Object position labeling entries

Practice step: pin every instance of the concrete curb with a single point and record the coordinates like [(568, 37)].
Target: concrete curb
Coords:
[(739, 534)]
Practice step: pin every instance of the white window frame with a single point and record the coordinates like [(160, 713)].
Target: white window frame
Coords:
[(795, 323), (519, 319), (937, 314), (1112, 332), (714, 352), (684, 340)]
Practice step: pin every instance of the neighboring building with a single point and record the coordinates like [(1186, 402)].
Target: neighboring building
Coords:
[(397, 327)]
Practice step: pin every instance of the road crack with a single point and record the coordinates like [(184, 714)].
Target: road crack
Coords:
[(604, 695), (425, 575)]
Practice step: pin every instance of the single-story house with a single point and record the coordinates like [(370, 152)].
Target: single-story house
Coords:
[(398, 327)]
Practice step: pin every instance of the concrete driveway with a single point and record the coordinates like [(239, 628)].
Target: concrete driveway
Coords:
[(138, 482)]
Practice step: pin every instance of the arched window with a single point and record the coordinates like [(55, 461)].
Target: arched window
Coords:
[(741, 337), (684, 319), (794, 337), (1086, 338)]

--- TASK ---
Write out every line of the listing above without any change.

--- ANSWER FOR THE TASK ---
Practice step: pin every instance of the concrete curb with a single point and record the coordinates like [(568, 37)].
Target: concrete curb
Coords:
[(739, 534)]
Practice step: pin every instance of the white window frame with a single point and record the coordinates like [(160, 713)].
Target: white window frame
Coords:
[(795, 323), (519, 319), (937, 314), (1112, 332), (714, 352), (684, 340)]
Practice step: pin every instance of the neighboring building with a single point and record the coordinates like [(1186, 402)].
Target: neighboring building
Coords:
[(397, 327)]
Practice step: pin every instance of the road crack with a single point and record the coordinates like [(184, 714)].
Target: road crack
Coords:
[(604, 695), (425, 575)]
Practice step: pin every instance of the single-story house with a single point and record the coordinates like [(370, 152)].
Target: single-story house
Coords:
[(398, 327)]
Practice step: pin every instance of the concrete driveway with a single point and record the coordinates like [(239, 628)].
Target: concrete driveway
Coords:
[(138, 482)]
Practice step: pin every instance of the arched window with a single point and record the coordinates like [(55, 461)].
Target: arched window
Coords:
[(741, 337), (684, 319), (794, 337), (1086, 338)]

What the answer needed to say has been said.